** start of PROVIDED INFORMATION **

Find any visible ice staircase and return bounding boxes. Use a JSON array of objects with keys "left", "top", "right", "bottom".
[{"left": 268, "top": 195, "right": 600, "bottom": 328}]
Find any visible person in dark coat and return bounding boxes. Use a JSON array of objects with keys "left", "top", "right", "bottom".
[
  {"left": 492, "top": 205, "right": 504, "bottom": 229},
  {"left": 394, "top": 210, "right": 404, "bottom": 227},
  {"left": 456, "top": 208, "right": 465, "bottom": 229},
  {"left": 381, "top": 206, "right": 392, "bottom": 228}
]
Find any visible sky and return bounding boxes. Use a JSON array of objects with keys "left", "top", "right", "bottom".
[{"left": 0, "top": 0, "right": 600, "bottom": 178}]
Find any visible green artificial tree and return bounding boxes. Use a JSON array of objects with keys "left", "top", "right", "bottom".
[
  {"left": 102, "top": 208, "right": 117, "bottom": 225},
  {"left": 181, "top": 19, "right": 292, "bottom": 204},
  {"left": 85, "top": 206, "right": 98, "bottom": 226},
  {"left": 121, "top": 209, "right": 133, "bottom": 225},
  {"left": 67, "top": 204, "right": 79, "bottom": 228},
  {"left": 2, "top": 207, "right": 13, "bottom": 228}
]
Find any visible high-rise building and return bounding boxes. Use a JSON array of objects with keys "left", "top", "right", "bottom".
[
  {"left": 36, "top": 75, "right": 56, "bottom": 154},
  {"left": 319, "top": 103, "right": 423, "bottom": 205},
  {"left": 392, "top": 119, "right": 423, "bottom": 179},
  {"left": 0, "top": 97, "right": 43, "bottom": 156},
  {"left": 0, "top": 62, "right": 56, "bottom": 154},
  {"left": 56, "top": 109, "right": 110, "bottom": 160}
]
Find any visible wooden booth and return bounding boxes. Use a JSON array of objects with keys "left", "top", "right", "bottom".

** end of PROVIDED INFORMATION **

GIVEN EXERCISE - Quote all of the records above word for word, with nothing left out or changed.

ANSWER TO THE PROBLEM -
Find any visible ice staircase and return bounding boxes. Use a JSON array of objects with keys "left", "top", "right", "bottom".
[{"left": 268, "top": 195, "right": 600, "bottom": 328}]
Find any visible person in dark coat and return bounding boxes. Use a JSON array of objects with keys "left", "top", "right", "bottom".
[
  {"left": 492, "top": 205, "right": 504, "bottom": 229},
  {"left": 394, "top": 210, "right": 404, "bottom": 227},
  {"left": 456, "top": 208, "right": 465, "bottom": 229},
  {"left": 381, "top": 206, "right": 392, "bottom": 228}
]
Find any visible sky and return bounding boxes. Use a JSON array of objects with keys "left", "top", "right", "bottom".
[{"left": 0, "top": 0, "right": 600, "bottom": 178}]
Find any visible green artificial tree and return bounding boxes. Use a JSON array of objects with keys "left", "top", "right", "bottom".
[
  {"left": 102, "top": 208, "right": 117, "bottom": 225},
  {"left": 181, "top": 19, "right": 292, "bottom": 204},
  {"left": 85, "top": 206, "right": 98, "bottom": 226},
  {"left": 121, "top": 209, "right": 133, "bottom": 225},
  {"left": 67, "top": 204, "right": 79, "bottom": 228},
  {"left": 2, "top": 207, "right": 13, "bottom": 228}
]
Find any visible high-rise building and return bounding boxes. Use a JSON array of objects with keys "left", "top", "right", "bottom".
[
  {"left": 36, "top": 75, "right": 56, "bottom": 154},
  {"left": 319, "top": 103, "right": 423, "bottom": 205},
  {"left": 392, "top": 119, "right": 423, "bottom": 179},
  {"left": 0, "top": 97, "right": 43, "bottom": 156},
  {"left": 0, "top": 62, "right": 56, "bottom": 154},
  {"left": 56, "top": 109, "right": 110, "bottom": 160}
]
Find any visible wooden booth and return bounding boxes. Use a JSON array of objects with keys "left", "top", "right", "bottom".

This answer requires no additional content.